[Source data]
____

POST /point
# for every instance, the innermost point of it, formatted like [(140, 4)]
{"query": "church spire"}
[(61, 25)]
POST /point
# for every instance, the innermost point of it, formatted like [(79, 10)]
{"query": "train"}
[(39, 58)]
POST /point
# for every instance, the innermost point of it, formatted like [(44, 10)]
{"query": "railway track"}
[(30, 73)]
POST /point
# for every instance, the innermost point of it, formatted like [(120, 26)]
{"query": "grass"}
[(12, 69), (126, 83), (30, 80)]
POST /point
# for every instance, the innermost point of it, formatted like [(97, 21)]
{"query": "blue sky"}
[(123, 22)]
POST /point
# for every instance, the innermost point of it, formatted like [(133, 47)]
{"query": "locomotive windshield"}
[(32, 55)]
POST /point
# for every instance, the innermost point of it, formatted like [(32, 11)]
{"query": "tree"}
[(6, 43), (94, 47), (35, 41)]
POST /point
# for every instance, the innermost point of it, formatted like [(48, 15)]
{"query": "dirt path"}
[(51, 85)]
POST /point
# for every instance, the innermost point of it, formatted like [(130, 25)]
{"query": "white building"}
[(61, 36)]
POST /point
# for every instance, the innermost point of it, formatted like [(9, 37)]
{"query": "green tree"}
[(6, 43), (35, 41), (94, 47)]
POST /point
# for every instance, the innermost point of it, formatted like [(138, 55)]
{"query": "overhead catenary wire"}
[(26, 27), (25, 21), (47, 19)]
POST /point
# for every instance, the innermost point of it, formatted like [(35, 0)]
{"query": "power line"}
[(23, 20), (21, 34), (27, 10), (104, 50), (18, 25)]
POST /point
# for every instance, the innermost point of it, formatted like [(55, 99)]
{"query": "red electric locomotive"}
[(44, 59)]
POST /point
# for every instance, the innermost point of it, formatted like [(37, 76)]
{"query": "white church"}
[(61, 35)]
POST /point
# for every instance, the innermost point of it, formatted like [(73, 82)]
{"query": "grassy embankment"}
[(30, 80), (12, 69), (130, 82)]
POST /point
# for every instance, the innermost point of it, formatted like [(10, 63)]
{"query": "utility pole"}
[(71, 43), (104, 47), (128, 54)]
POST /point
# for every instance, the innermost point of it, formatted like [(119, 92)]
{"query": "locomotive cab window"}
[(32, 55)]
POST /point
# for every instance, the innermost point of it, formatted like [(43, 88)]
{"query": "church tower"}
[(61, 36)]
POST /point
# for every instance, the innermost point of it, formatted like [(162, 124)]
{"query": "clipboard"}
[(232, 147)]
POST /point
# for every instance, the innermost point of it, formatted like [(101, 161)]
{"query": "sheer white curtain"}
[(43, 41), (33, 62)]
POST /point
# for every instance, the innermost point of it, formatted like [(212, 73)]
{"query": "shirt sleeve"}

____

**What you need to do**
The full set of records must be transcribed character for character.

**Your response**
POST /point
# for every instance, the innermost point of it, formatted like [(140, 4)]
{"query": "church spire"}
[(61, 25)]
POST /point
# for every instance, the innermost point of it, formatted like [(79, 10)]
{"query": "train"}
[(39, 58)]
POST /point
# for every instance, the innermost point of it, formatted like [(44, 10)]
{"query": "railway track"}
[(30, 73)]
POST /point
# for every instance, the innermost point of it, formatted like [(120, 26)]
{"query": "grass"}
[(12, 69), (126, 83), (30, 80)]
POST /point
# for every instance, the innermost point of it, formatted like [(97, 21)]
{"query": "blue sky"}
[(123, 22)]
POST /point
# for every instance, the innermost point of it, formatted like [(133, 47)]
{"query": "locomotive windshield"}
[(32, 55)]
POST /point
# for every instance, the innermost point of it, formatted like [(32, 11)]
{"query": "tree"}
[(6, 43), (94, 47), (35, 41)]
POST /point
# for every instance, the innermost point of it, formatted like [(48, 15)]
{"query": "dirt path"}
[(51, 85)]
POST /point
# for every instance, the innermost point of it, formatted like [(130, 25)]
{"query": "white building"}
[(61, 36)]
POST /point
# for every instance, the innermost point of it, formatted like [(9, 37)]
{"query": "green tree"}
[(6, 43), (35, 41), (94, 47)]
POST /point
# for every instance, the innermost point of it, formatted like [(138, 55)]
{"query": "overhead catenary wire"}
[(26, 27), (25, 21), (47, 19)]
POST /point
# for every instance, the innermost point of it, formatted like [(35, 0)]
{"query": "power line"}
[(23, 20), (21, 34), (27, 10), (104, 50), (18, 25)]
POST /point
# for every instance, the innermost point of it, formatted like [(55, 99)]
{"query": "red electric locomotive"}
[(44, 59)]
POST /point
# for every instance, the innermost point of it, formatted like [(37, 76)]
{"query": "white church"}
[(61, 35)]
POST /point
# for every instance, the innermost point of it, formatted like [(73, 82)]
{"query": "grassy embankment"}
[(30, 80), (12, 69), (130, 82)]
POST /point
# for every instance, the innermost point of it, formatted like [(10, 63)]
{"query": "utility pole"}
[(71, 43), (104, 47), (128, 54)]
POST /point
# for every instance, the innermost point of it, formatted like [(119, 92)]
{"query": "locomotive cab window"}
[(32, 55)]
POST /point
# for every instance, the innermost point of it, formatted like [(43, 88)]
{"query": "church tower"}
[(61, 36)]
POST /point
# for every instance, the innermost point of it, formatted like [(162, 124)]
{"query": "clipboard"}
[(232, 147)]
POST /point
# for every instance, the innermost point of it, formatted like [(101, 161)]
{"query": "sheer white curtain"}
[(43, 41), (33, 62)]
POST /point
# for every instance, the innermost point of it, formatted like [(212, 73)]
{"query": "shirt sleeve"}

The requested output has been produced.